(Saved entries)

----

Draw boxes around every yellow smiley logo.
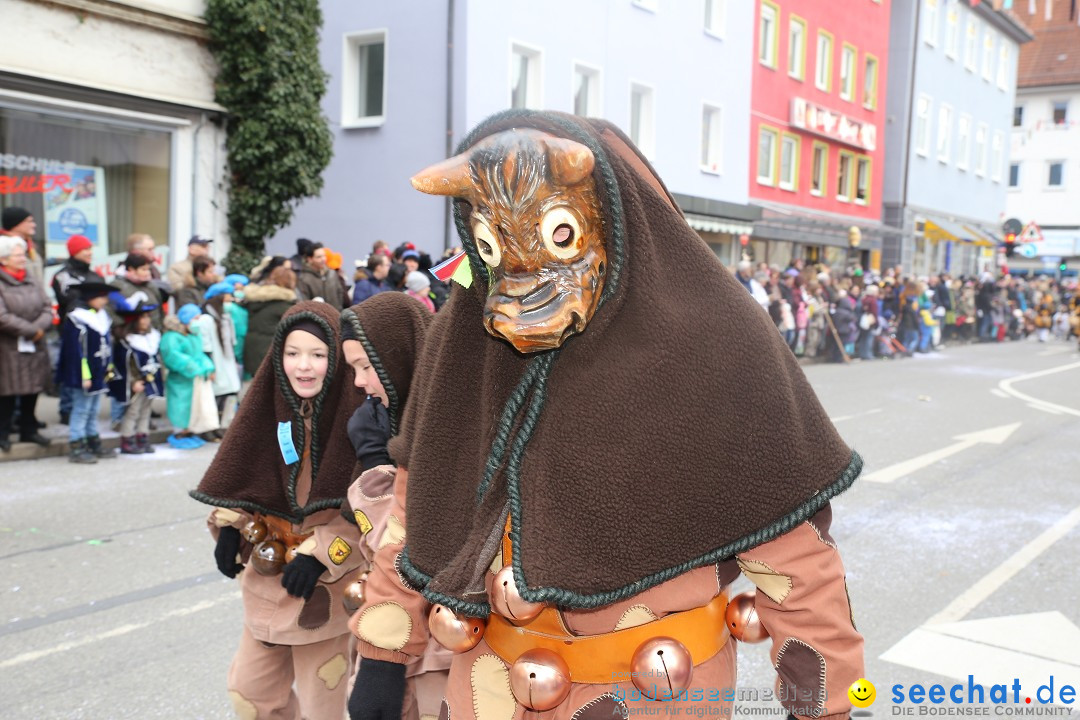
[848,678,876,708]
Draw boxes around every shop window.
[0,106,171,261]
[630,83,655,159]
[789,17,807,80]
[701,105,723,173]
[511,43,543,110]
[810,142,828,196]
[760,1,779,69]
[757,126,778,186]
[573,64,602,117]
[343,30,387,128]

----

▶ [INSTRUCTIONS FOR THE TASK]
Every entry above needs to be duplicated precisely, and none of the pictures should appear.

▶ [RESPONSE AREA]
Draw boxes around every yellow smiley logo.
[848,678,876,708]
Draw boxes around every shop window.
[0,106,171,261]
[630,83,655,159]
[789,17,807,80]
[701,105,723,173]
[511,43,543,110]
[810,142,828,196]
[760,1,779,69]
[757,126,778,186]
[573,64,602,117]
[343,30,387,128]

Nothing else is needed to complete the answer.